_Exercise requirements_. Please give again, word for word, each line that falls between the line with "written like [504,396]." and the end of the data, inclusive.
Given data START
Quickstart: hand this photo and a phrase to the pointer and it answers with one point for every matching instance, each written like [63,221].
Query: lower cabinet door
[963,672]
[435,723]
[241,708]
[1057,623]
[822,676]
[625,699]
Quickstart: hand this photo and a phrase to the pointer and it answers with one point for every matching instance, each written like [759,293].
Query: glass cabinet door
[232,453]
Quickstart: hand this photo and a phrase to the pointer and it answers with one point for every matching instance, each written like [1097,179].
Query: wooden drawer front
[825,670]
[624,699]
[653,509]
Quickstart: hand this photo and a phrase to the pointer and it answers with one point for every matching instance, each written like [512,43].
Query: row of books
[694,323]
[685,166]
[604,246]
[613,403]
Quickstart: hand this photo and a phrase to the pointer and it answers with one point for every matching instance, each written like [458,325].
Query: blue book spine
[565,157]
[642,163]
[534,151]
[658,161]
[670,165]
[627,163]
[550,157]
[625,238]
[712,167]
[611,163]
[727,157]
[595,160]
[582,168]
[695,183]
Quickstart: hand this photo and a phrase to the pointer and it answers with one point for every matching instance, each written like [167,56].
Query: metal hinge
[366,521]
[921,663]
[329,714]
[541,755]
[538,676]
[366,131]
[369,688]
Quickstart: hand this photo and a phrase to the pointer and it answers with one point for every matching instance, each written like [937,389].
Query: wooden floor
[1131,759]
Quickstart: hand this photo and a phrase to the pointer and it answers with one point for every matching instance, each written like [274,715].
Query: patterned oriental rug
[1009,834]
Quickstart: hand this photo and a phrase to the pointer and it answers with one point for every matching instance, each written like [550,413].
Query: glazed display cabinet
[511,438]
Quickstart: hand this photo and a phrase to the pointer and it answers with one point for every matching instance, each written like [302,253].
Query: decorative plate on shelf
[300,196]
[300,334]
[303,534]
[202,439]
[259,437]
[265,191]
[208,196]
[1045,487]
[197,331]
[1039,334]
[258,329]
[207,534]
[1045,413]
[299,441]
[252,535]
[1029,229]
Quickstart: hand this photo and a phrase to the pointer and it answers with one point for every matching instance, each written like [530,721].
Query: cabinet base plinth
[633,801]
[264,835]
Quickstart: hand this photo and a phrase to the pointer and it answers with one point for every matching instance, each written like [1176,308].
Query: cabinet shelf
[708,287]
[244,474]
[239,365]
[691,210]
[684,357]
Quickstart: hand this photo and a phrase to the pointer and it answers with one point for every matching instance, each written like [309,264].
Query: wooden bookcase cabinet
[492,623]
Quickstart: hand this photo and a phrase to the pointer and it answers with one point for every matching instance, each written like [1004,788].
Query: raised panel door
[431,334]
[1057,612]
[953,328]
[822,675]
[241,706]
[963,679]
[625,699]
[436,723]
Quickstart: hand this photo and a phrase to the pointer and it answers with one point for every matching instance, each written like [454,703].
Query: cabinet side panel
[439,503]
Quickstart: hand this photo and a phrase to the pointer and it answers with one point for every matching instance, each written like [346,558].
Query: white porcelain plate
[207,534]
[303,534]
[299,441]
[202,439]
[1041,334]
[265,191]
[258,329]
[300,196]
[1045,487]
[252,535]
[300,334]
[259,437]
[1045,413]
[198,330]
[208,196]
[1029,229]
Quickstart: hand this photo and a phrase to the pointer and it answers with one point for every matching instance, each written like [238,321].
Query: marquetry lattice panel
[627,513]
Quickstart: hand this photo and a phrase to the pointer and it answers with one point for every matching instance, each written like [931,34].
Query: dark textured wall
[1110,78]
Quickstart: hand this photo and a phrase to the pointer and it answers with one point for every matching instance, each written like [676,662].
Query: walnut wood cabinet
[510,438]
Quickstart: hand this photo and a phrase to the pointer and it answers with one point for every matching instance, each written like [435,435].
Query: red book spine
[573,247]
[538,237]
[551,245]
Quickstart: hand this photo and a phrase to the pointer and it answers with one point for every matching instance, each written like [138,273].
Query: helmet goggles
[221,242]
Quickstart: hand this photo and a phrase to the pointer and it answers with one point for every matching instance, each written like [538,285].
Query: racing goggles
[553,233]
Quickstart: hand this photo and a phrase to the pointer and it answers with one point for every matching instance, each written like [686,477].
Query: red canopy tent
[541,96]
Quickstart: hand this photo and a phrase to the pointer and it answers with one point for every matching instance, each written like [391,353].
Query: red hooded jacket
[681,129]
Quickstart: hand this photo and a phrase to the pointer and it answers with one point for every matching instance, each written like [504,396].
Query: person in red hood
Given data END
_Answer to this task_.
Quickstart: hand this photo and a phrase to the pointer and it answers with one point for every matching instance, each written like [504,396].
Query: person in red hood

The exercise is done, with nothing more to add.